> Material provided
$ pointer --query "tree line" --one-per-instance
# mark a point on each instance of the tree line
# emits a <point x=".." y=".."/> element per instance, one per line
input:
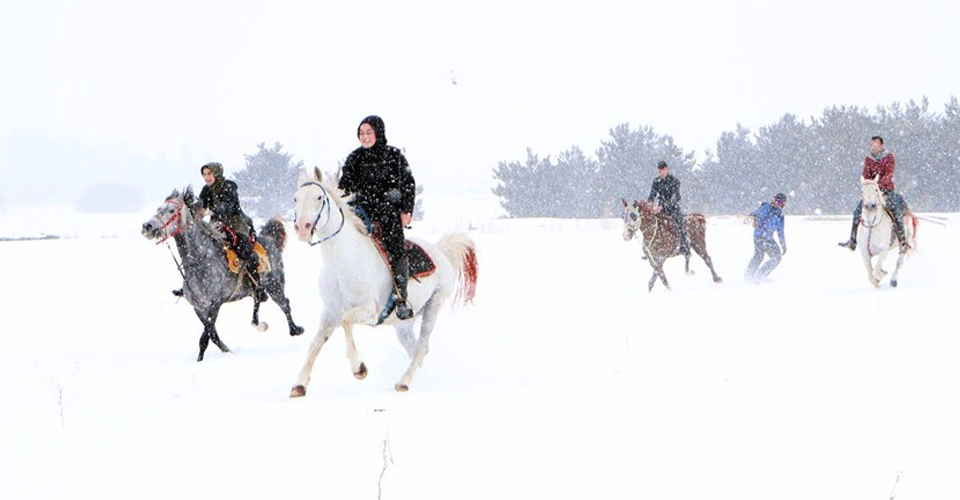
<point x="816" y="162"/>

> Exercise aim
Copy word for word every line from the one holding "# emits a <point" to the end of the listing, both ends included, but do not copy any pictures.

> Response box
# emits a <point x=".." y=".."/> element per instance, one per line
input:
<point x="816" y="162"/>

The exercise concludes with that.